* [Description of the task]:
Sift through the records below and copy out every line that contains the string "house".

* [Material provided]:
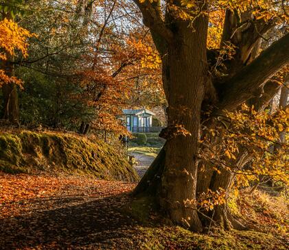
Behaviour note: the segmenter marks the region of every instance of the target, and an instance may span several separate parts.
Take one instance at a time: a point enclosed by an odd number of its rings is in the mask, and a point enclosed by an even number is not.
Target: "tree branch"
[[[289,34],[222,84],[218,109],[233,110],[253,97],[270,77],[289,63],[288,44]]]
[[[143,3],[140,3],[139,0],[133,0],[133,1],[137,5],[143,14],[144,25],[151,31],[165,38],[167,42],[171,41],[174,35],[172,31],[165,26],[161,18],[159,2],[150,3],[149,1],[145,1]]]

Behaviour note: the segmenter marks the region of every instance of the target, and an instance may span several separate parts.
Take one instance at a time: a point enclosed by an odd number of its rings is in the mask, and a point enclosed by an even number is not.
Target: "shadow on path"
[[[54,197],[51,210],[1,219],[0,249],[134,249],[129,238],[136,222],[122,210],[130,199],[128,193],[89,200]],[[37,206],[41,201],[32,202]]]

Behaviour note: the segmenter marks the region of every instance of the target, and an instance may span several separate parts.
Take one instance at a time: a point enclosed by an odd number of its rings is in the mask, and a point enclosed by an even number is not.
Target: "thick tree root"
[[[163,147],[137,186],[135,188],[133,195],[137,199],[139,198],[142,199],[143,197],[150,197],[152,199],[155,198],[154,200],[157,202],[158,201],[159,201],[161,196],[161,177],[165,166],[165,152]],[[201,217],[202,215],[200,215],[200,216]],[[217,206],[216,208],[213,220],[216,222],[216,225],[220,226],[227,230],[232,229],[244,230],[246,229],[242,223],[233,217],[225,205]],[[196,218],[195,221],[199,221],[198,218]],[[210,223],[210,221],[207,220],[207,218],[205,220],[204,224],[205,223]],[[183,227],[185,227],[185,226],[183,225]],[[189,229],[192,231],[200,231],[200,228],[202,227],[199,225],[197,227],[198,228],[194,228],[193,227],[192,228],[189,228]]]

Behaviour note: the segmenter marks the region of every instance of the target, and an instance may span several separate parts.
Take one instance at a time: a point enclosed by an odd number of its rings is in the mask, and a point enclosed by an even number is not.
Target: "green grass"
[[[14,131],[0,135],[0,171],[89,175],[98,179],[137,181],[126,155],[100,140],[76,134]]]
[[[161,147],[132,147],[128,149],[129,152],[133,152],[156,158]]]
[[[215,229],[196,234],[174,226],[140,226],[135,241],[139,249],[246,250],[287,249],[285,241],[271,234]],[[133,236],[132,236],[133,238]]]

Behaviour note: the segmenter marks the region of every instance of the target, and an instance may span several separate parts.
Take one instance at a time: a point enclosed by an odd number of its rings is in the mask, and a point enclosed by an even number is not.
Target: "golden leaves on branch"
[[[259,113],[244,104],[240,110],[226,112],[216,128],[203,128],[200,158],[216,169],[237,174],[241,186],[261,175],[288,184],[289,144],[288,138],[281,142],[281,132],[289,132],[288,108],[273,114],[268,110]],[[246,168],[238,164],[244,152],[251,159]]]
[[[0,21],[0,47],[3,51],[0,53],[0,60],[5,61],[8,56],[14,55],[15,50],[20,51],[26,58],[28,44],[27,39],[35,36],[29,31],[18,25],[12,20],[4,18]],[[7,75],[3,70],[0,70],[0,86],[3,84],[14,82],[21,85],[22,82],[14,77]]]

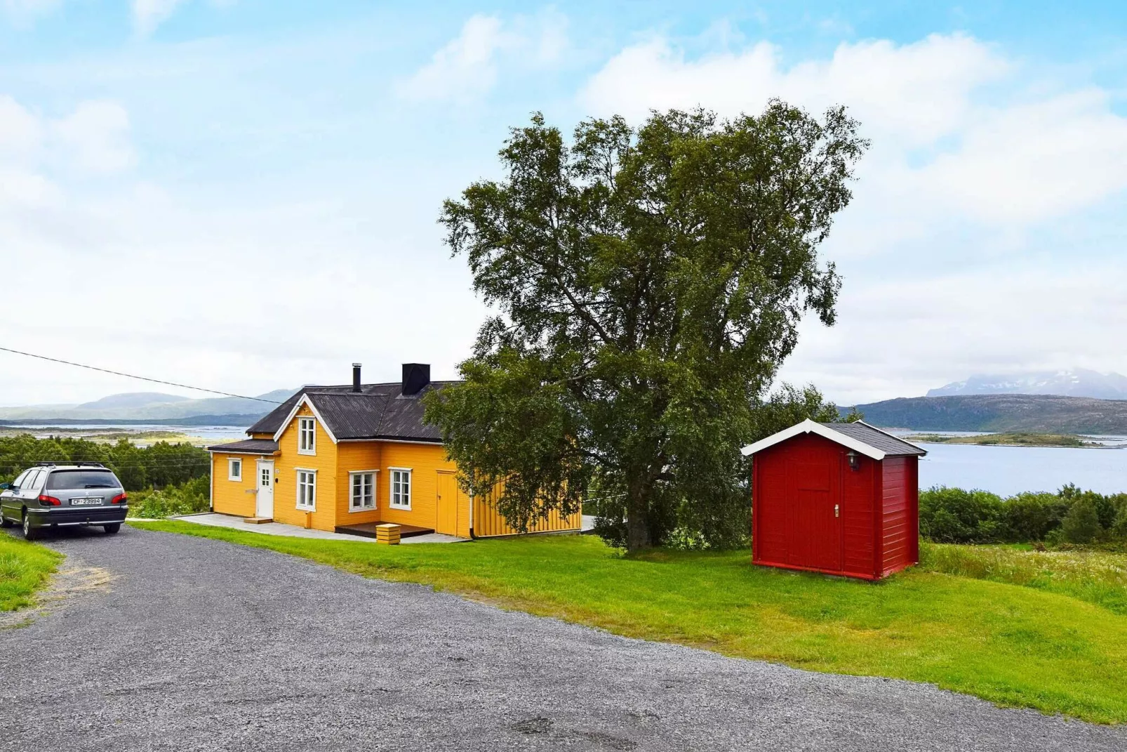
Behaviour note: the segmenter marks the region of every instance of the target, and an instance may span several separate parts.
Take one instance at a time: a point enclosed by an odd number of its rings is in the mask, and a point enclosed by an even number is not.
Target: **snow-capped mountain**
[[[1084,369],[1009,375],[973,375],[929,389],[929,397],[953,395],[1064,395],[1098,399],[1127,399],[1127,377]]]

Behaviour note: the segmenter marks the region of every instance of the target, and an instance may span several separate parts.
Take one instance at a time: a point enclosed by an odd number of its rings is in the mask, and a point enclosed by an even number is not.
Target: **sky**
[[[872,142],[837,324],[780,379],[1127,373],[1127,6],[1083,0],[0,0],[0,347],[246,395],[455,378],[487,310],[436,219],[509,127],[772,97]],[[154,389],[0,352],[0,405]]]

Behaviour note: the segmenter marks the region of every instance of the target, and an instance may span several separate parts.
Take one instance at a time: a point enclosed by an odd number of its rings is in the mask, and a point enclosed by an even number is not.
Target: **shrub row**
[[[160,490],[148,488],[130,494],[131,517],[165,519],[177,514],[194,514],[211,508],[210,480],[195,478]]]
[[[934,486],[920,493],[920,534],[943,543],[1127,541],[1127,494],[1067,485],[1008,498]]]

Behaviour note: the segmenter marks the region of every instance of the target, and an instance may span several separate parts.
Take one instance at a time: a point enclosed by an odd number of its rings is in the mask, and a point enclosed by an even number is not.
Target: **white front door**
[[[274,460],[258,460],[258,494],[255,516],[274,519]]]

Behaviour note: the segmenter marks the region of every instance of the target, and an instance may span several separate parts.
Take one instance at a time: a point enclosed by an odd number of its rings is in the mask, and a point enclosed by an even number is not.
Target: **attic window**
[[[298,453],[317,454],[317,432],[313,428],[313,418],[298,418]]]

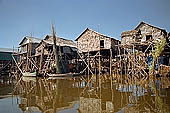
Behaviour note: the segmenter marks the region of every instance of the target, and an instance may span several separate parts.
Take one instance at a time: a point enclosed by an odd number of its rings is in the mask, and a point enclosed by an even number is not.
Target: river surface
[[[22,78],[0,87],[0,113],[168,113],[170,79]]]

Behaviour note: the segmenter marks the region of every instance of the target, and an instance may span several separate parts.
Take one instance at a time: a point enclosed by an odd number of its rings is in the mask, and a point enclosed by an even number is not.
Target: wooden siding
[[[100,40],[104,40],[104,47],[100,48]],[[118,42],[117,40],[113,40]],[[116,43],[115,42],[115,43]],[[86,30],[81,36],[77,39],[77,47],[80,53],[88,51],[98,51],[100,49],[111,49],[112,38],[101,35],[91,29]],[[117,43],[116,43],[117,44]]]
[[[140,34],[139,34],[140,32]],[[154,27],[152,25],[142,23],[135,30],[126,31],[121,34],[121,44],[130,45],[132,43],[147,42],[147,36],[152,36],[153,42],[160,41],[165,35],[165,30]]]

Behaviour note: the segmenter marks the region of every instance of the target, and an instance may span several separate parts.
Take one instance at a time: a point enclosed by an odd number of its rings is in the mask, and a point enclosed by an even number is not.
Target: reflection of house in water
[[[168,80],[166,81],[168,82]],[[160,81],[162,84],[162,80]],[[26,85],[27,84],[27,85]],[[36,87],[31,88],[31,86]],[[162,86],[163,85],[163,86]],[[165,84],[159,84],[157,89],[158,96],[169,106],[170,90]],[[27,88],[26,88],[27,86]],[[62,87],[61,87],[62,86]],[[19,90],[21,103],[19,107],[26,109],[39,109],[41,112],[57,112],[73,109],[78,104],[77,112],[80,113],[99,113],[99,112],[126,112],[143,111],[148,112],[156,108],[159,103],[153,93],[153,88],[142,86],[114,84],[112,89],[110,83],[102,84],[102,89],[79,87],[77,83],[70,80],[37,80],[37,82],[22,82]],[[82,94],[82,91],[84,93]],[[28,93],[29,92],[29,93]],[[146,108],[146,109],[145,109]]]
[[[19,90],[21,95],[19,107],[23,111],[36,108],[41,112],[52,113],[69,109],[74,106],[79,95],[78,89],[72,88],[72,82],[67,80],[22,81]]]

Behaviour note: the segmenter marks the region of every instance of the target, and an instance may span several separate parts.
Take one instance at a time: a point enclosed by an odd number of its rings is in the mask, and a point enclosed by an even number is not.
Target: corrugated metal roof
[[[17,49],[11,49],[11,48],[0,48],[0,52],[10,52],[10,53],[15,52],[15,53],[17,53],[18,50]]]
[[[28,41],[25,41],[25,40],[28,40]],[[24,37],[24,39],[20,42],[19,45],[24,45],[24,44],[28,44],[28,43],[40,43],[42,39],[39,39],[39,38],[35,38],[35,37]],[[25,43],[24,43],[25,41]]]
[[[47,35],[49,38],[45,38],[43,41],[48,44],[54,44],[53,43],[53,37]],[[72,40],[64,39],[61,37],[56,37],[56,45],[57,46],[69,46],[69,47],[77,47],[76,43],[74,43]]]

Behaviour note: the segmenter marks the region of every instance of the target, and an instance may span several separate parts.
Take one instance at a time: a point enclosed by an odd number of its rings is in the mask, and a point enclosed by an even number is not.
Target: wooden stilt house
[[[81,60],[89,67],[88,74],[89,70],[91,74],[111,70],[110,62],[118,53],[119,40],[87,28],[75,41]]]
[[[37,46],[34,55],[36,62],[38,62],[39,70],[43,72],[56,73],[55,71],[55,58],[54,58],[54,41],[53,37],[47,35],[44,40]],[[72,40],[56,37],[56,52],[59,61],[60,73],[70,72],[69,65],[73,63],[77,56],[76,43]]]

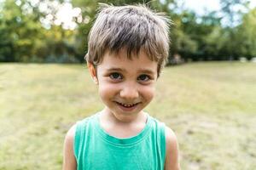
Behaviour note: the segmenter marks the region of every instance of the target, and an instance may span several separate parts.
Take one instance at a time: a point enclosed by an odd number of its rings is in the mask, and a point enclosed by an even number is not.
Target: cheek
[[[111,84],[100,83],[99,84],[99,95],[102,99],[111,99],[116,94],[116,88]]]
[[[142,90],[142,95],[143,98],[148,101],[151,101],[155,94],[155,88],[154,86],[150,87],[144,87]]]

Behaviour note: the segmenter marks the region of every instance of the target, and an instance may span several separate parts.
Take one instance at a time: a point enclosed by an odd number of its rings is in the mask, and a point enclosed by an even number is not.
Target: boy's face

* [The answer]:
Target: reflection of house in water
Target: wooden stilt house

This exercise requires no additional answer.